* **Assigned task**
Reproduce the listing in its entirety. Do not reproduce the pictures.

* **Extracted data**

- - - - - - -

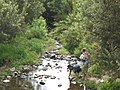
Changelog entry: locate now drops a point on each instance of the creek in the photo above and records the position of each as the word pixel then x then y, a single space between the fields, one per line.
pixel 50 74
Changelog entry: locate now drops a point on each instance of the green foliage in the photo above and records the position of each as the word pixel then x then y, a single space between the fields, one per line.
pixel 109 86
pixel 27 46
pixel 95 70
pixel 34 10
pixel 10 21
pixel 37 29
pixel 82 45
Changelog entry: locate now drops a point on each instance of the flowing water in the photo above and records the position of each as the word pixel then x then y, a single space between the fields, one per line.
pixel 50 74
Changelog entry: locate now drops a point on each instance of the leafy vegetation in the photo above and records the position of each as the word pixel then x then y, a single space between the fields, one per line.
pixel 93 24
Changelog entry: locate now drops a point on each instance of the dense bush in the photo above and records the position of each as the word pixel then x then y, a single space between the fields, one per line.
pixel 10 21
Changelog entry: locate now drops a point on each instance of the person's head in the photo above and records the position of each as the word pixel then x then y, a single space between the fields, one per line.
pixel 70 67
pixel 84 50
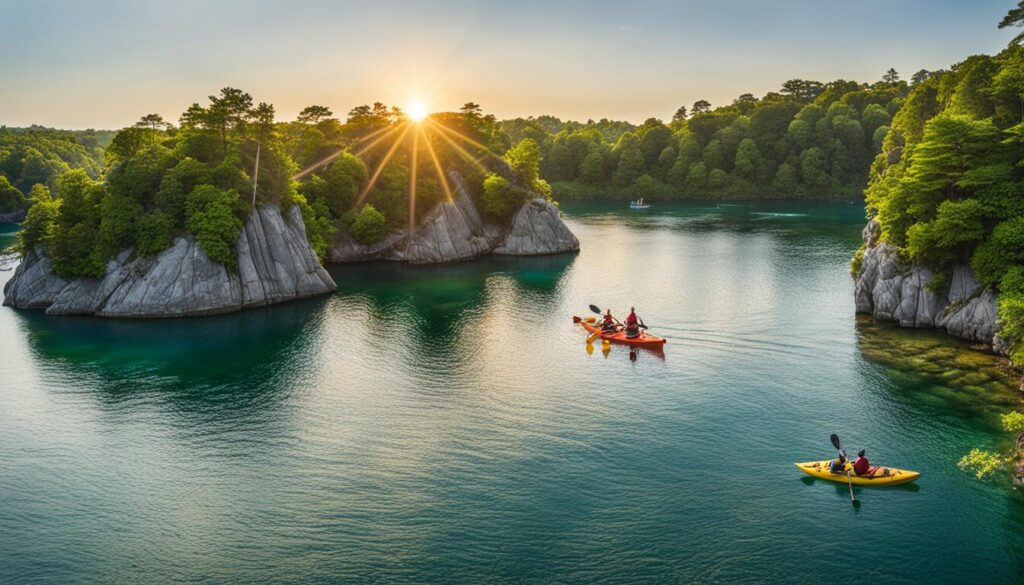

- - - - - - -

* **Result for this exercise**
Changelog entry: locate now drops a point on each instance of the creek in the photo above and records the position of each as the word pixel then x then y, a single space between the fields, one per line.
pixel 50 74
Changelog entry: locate now drops a point on each instance of the green foliage in the photo above and records the position of each as the word pixel then x then y, a single space between the fields, one per line.
pixel 109 86
pixel 27 46
pixel 95 70
pixel 34 10
pixel 10 21
pixel 37 29
pixel 82 45
Changelog entry: locate now drops a point on each instance of the flowing water in the photo above and records the position of each as the word pixel then x then y, a single space between the fields, one per line.
pixel 50 74
Changelog entry: locate now drops a point on each instance of the leafy vegetation in the photo above and records the position of each as the word pixel then x then y, a single space between the fields, one per line.
pixel 93 24
Changelog entry: locate now drops a point on each instance of the dense bush in the photo above and records the position of each as the word pixel then x then y, a single space between the fields, one per line.
pixel 10 21
Changelog entry: locate now drops a point on each instance of the person's head in the photo above and records the position of each as the word pixel then x then y, a single space between the fields, one per line.
pixel 70 67
pixel 84 50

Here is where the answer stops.